Study text –
*** Block opens ***
With a bit of genetic trickery, researchers at the Stanford University School of Medicine have turned normal skin cells into cancer stem cells, a step that will make these naturally rare cells easier to study.
Cancer stem cells are thought to be the ones that drive a cancer, and are therefore the targets of any cancer therapy that must kill them in order to be effective. Understanding these cells has been a challenge, however, because they are rare, difficult to isolate and don't grow well in the lab.
Howard Chang, MD, PhD, assistant professor of dermatology and senior author of the work, said being able to generate cancer stem cells from normal cells will help move that research forward. "The upshot is that there may be a way to directly create cancer stem cells in the lab so you don't always have to purify these rare cells from patients in order to study them directly," he said.
*** Block closes ***
Recorded data –
*** Block opens ***
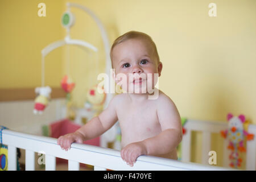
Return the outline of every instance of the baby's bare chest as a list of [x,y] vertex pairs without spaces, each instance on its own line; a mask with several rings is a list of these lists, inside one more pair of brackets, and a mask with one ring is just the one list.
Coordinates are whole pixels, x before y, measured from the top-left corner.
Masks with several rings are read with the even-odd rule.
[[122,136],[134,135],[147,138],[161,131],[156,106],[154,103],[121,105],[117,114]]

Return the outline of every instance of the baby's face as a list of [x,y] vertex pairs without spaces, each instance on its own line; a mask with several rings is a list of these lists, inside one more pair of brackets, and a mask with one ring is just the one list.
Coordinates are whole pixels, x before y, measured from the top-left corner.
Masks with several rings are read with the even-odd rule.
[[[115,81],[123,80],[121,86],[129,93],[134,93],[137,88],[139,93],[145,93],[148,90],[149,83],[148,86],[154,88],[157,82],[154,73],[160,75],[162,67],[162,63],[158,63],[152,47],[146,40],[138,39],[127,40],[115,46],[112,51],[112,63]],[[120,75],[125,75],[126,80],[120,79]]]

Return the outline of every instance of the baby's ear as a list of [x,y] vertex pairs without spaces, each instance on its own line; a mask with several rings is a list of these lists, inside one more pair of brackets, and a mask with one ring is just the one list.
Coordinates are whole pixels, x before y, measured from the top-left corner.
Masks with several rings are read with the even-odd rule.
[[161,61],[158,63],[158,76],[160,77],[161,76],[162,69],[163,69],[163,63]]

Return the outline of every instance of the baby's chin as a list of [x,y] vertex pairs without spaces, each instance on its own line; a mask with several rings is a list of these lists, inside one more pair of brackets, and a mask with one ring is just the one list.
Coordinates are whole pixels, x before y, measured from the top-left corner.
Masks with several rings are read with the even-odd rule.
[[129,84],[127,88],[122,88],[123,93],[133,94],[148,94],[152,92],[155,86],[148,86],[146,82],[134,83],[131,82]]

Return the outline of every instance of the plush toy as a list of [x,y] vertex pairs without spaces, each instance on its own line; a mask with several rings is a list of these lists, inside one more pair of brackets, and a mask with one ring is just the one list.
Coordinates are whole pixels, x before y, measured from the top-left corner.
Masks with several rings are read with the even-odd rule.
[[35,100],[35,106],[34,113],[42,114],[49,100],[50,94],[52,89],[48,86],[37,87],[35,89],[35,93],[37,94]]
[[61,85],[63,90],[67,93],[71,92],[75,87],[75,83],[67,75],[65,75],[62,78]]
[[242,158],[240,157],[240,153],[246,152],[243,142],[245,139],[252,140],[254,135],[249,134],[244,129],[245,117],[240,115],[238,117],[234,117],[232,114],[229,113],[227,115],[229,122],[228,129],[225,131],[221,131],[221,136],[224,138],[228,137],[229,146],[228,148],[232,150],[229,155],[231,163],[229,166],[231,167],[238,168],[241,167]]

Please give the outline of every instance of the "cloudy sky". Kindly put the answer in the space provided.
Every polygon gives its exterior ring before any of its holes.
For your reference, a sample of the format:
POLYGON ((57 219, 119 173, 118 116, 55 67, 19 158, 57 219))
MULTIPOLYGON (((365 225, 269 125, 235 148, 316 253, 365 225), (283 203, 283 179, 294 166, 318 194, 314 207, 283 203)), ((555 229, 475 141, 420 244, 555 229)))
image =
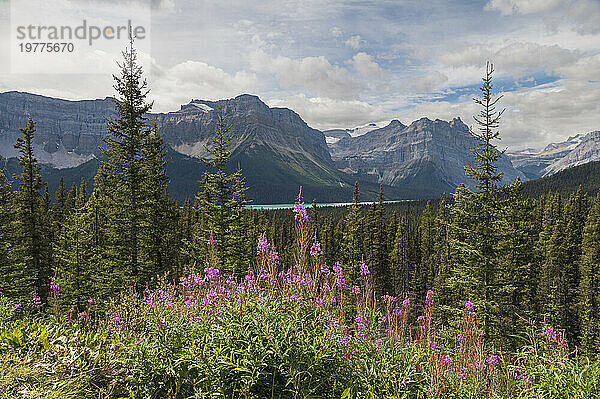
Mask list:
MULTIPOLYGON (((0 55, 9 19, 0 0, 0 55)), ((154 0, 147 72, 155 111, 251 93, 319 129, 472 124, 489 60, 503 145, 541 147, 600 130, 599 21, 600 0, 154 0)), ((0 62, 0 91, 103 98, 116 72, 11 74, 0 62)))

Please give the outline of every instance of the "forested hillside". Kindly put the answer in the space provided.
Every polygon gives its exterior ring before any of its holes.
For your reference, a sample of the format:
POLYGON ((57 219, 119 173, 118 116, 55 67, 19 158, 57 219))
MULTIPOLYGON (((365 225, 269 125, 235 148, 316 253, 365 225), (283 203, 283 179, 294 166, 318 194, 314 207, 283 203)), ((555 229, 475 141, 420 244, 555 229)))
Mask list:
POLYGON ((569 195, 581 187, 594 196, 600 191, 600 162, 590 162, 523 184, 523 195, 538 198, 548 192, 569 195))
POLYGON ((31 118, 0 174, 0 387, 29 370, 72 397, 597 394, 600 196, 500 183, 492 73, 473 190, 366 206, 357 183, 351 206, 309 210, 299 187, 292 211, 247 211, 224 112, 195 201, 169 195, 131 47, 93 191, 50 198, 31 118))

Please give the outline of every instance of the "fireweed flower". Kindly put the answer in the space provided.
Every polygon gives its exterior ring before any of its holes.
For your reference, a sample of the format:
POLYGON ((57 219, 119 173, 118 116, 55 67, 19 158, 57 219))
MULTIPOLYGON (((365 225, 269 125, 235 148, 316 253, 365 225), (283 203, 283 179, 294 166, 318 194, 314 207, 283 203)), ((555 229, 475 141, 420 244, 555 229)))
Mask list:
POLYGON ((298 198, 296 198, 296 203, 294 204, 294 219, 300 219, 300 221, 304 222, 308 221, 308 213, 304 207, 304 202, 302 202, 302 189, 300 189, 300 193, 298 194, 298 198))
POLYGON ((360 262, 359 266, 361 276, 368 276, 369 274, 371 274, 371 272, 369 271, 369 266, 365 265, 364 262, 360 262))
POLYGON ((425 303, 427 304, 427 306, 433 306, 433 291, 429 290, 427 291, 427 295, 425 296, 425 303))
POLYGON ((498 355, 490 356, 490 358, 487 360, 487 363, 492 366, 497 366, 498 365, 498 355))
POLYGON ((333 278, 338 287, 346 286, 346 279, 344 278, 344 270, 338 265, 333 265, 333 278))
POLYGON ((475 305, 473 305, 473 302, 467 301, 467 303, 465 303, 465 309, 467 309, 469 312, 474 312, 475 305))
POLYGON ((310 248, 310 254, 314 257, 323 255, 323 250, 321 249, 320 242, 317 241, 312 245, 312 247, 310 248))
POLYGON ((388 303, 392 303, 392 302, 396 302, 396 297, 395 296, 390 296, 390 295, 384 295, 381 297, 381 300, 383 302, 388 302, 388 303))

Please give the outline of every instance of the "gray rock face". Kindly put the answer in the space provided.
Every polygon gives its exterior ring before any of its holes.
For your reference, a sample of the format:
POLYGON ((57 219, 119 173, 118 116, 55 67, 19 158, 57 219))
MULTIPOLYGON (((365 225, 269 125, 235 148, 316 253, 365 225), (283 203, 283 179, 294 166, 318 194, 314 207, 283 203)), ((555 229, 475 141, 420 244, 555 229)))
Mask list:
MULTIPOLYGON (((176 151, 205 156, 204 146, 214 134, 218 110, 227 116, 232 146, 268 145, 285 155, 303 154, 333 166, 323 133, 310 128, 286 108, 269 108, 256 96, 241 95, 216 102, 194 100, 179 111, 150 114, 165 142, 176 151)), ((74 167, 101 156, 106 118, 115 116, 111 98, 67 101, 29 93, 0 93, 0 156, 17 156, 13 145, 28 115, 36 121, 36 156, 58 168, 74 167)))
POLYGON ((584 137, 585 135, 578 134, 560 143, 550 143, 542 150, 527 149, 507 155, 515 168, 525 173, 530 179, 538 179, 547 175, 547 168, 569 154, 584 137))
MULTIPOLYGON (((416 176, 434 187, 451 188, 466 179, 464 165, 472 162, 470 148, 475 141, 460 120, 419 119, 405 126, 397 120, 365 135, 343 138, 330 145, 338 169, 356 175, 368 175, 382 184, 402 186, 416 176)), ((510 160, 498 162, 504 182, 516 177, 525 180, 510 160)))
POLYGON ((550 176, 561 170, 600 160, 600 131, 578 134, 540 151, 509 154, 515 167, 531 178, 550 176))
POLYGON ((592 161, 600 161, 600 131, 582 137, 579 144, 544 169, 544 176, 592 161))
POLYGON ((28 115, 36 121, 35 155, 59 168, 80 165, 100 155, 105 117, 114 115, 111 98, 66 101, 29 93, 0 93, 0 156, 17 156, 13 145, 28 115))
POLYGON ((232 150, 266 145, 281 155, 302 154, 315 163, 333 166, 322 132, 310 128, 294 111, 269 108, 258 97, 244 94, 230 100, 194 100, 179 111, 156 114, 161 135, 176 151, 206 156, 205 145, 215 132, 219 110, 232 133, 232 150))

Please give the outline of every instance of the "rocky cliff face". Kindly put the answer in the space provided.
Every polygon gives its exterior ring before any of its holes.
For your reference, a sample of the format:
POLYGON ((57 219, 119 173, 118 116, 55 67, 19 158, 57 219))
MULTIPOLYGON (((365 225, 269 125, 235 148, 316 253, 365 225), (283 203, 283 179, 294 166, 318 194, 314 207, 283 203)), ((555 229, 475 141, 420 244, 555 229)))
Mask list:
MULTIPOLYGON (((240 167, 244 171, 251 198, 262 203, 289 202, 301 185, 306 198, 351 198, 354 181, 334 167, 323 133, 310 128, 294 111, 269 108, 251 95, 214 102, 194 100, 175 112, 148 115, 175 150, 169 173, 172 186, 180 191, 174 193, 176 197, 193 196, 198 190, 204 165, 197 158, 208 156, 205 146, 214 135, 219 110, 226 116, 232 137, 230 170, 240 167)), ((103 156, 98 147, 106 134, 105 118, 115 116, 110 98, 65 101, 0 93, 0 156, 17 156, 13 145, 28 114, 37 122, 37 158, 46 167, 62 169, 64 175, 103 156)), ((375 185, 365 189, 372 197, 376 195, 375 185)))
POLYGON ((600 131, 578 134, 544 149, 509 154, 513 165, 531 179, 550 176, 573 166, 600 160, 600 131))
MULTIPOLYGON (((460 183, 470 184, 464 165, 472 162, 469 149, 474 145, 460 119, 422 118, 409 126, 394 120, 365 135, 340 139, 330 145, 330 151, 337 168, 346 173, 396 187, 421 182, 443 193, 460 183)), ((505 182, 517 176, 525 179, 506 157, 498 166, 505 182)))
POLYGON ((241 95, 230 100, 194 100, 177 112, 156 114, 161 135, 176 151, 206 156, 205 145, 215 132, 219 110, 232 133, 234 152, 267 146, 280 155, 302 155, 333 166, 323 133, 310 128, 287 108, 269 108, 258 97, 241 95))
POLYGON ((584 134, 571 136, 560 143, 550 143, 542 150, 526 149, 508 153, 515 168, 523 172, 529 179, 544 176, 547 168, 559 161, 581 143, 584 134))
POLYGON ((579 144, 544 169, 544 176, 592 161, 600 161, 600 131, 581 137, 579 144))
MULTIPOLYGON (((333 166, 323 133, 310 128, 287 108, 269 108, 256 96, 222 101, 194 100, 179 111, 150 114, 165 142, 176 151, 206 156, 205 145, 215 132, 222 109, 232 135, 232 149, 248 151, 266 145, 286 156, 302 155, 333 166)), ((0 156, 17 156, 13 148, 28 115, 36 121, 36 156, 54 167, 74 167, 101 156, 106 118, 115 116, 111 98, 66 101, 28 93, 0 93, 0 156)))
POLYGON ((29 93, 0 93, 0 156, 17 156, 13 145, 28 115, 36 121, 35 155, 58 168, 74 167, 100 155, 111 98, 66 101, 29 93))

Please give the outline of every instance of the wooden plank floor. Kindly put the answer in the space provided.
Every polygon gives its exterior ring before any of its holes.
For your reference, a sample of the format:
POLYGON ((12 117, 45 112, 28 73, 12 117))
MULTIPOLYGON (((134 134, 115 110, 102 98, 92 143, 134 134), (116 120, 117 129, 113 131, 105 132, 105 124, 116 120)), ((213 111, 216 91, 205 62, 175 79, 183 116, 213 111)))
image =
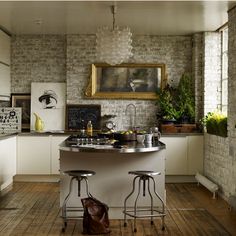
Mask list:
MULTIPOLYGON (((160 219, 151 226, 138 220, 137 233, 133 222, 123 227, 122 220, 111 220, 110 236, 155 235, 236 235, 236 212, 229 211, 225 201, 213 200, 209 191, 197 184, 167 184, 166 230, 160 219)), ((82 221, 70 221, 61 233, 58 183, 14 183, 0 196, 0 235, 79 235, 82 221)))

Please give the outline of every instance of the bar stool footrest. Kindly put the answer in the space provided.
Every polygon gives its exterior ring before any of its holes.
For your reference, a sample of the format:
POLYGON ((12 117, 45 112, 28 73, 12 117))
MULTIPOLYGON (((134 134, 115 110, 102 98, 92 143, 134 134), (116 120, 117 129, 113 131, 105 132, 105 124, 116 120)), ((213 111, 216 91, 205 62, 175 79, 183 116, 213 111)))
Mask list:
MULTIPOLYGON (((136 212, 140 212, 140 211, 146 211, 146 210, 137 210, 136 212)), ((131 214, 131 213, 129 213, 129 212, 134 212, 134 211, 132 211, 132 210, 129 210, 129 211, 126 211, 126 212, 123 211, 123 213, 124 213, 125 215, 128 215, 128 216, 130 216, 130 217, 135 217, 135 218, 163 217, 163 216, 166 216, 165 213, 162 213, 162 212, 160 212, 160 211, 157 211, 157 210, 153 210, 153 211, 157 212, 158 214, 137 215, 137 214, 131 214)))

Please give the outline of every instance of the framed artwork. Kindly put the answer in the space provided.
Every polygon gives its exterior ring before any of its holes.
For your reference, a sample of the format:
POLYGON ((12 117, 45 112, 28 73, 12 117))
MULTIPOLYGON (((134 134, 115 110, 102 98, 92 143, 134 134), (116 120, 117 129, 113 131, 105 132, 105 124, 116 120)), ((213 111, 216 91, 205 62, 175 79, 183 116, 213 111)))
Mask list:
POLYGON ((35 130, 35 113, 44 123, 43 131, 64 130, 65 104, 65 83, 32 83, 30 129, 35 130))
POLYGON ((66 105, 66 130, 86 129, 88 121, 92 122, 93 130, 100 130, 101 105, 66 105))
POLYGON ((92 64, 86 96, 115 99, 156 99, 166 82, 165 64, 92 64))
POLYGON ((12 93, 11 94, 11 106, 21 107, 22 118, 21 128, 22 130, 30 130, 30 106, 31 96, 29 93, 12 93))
*** Block closes ***
Task requirements –
Retype the cancer stem cell text in full, word for word. These entries were taken from a separate source.

Task response –
With a bit of genetic trickery, researchers at the Stanford University School of Medicine have turned normal skin cells into cancer stem cells, a step that will make these naturally rare cells easier to study.
Cancer stem cells are thought to be the ones that drive a cancer, and are therefore the targets of any cancer therapy that must kill them in order to be effective. Understanding these cells has been a challenge, however, because they are rare, difficult to isolate and don't grow well in the lab.
Howard Chang, MD, PhD, assistant professor of dermatology and senior author of the work, said being able to generate cancer stem cells from normal cells will help move that research forward. "The upshot is that there may be a way to directly create cancer stem cells in the lab so you don't always have to purify these rare cells from patients in order to study them directly," he said.